→ GIVEN EXERCISE
Collect every line of the material below that contains the word "cloudy", copying each line in full. Case counts.

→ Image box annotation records
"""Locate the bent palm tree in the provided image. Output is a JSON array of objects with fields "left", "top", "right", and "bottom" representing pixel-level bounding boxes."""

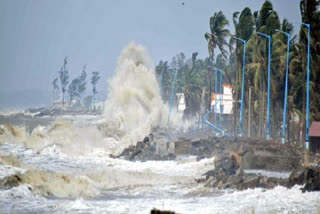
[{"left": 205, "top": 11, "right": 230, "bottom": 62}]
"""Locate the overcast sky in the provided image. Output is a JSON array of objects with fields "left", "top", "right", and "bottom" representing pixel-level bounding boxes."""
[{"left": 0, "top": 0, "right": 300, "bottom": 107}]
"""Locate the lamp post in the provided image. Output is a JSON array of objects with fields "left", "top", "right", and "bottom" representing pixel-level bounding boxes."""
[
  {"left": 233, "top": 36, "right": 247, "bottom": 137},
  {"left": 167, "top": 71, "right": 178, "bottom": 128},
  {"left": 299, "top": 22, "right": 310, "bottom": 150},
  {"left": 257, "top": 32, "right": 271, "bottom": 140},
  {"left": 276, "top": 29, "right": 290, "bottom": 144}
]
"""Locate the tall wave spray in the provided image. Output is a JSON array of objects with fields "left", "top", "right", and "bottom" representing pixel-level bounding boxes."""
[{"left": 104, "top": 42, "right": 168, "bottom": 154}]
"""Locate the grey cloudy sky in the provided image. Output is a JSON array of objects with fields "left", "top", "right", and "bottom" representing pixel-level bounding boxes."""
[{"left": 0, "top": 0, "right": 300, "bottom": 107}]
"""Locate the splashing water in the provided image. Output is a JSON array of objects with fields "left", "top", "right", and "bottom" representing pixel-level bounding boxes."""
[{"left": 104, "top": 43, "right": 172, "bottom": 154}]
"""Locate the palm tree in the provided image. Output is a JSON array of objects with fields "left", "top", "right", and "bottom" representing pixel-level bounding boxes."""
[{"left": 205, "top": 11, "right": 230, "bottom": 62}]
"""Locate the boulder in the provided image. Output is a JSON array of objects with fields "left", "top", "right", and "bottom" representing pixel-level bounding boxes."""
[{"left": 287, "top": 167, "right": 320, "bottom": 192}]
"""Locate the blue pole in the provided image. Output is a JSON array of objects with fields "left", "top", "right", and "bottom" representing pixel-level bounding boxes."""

→ FINAL ANSWER
"""Locate the grey cloudy sky in the provided image. Output is a JSON array of objects with fields "left", "top", "right", and "bottom" representing pixel-level bounding boxes."""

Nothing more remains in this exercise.